** Object pointing dataset rows **

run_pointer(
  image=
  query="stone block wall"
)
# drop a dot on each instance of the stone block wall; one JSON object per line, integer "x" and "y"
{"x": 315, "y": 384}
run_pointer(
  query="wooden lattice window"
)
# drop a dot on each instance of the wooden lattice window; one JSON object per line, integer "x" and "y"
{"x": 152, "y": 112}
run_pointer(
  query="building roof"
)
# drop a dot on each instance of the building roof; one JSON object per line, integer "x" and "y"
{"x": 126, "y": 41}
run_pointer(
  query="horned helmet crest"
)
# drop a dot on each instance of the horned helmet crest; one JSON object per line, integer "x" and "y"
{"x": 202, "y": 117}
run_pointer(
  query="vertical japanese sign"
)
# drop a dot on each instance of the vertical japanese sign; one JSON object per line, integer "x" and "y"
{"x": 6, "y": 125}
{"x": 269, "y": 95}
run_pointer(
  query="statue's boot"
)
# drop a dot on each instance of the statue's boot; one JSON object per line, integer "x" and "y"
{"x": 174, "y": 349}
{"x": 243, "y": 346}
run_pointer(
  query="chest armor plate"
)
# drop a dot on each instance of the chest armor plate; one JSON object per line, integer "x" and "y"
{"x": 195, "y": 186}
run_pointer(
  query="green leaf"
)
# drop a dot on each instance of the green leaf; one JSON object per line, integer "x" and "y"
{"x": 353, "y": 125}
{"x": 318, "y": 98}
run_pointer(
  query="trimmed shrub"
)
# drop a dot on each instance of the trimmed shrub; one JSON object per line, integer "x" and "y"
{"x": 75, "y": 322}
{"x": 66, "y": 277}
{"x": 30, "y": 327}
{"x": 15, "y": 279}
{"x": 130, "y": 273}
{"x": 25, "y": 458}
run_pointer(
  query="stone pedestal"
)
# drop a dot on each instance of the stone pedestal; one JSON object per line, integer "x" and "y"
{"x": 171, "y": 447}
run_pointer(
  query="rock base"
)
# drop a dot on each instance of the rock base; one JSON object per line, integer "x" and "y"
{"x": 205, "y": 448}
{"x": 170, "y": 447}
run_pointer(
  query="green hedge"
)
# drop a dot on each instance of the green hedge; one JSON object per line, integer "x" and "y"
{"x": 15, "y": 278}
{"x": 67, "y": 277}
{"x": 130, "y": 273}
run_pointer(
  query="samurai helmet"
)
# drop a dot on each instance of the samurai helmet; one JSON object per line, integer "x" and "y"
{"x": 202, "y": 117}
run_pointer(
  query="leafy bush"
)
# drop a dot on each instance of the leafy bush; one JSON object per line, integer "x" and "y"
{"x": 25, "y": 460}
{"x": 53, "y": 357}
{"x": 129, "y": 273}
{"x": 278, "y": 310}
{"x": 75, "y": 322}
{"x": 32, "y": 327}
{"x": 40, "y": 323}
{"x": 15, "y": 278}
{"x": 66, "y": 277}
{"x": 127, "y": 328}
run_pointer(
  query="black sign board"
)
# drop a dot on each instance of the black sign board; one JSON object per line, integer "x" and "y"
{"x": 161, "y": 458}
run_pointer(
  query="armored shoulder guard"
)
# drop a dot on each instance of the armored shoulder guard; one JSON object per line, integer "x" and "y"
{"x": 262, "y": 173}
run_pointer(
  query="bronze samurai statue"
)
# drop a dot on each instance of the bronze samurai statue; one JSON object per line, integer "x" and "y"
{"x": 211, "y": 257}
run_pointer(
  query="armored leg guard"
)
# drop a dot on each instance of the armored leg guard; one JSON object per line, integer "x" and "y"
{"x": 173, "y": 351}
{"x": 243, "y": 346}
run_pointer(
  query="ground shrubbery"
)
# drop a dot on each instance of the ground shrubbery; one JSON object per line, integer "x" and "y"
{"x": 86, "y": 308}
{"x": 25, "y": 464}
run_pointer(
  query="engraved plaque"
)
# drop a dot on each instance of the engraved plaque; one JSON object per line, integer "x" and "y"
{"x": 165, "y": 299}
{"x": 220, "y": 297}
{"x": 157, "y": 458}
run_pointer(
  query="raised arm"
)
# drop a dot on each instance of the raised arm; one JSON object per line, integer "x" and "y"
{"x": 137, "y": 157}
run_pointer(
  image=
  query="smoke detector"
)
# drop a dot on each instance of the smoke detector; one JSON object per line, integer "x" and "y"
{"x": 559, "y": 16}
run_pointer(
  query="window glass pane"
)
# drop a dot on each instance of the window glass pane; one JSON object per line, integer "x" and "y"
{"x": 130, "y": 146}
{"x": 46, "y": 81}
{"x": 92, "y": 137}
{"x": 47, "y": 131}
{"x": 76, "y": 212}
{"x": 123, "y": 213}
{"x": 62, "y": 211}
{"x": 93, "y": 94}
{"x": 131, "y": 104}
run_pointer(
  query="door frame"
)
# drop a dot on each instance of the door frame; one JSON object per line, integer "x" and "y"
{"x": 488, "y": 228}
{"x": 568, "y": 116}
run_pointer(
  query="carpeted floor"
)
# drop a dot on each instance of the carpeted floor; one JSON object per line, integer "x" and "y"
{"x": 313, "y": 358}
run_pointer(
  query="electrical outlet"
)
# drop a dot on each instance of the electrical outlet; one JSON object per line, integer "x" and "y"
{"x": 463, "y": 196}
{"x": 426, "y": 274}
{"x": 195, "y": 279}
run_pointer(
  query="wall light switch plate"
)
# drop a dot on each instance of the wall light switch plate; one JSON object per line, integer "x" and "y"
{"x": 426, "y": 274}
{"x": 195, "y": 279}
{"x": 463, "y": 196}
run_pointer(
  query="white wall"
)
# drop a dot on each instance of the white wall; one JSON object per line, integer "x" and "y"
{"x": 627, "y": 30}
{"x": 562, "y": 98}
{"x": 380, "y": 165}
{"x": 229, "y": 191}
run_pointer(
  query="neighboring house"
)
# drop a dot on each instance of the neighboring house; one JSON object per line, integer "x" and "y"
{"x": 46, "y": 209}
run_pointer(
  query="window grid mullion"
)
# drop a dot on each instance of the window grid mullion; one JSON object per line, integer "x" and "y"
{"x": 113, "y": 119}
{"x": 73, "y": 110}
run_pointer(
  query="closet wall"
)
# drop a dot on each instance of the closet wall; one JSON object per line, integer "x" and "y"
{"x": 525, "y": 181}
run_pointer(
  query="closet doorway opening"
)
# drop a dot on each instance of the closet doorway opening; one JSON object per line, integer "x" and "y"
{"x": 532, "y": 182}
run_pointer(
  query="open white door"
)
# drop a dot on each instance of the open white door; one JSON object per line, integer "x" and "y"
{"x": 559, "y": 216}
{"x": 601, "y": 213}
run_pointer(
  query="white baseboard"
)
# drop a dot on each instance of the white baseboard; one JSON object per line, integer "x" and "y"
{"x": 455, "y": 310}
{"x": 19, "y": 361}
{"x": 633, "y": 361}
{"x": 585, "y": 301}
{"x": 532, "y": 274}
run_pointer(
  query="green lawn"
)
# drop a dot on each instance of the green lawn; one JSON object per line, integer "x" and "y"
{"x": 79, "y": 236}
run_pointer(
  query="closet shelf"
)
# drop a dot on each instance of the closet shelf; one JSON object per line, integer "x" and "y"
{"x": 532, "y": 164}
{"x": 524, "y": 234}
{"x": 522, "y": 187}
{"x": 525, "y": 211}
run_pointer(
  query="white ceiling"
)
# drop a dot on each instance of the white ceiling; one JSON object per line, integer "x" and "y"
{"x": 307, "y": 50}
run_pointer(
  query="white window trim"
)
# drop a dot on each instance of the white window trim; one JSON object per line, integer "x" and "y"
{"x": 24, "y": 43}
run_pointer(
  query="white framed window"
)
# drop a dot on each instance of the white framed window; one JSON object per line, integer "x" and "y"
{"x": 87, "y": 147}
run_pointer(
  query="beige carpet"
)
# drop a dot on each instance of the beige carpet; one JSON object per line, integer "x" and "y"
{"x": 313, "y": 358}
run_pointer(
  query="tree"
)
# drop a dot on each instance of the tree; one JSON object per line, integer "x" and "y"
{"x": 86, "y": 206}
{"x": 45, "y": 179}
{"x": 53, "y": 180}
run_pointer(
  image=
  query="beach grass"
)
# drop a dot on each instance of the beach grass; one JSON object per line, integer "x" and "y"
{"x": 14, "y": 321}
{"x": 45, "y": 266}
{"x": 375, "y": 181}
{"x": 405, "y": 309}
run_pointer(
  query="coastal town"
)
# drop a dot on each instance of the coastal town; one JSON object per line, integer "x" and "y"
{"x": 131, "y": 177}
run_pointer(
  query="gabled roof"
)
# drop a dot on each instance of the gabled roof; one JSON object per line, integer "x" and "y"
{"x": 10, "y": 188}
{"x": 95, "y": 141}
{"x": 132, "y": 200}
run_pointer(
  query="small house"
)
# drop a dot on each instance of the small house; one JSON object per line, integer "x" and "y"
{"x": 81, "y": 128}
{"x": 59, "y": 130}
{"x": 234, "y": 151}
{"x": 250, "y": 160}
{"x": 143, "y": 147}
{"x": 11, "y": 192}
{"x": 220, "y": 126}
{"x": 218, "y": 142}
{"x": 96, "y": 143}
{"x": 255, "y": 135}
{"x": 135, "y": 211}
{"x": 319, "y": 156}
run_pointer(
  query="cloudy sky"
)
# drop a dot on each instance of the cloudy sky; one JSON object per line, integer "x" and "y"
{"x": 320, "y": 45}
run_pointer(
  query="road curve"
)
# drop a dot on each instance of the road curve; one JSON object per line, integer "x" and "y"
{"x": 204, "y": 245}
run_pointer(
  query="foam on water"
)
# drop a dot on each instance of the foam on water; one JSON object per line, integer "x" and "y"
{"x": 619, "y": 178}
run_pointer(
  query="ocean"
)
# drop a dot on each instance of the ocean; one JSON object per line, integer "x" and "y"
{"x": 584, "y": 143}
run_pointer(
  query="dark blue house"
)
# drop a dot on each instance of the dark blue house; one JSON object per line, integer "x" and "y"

** EXERCISE GOAL **
List every line in the data above that contains the string "neighboring", matching case exactly.

** RESULT OF THIS TASK **
  query="neighboring house"
# drop a dot on each instance of the neighboring house; one JSON object per line, integer "x" and "y"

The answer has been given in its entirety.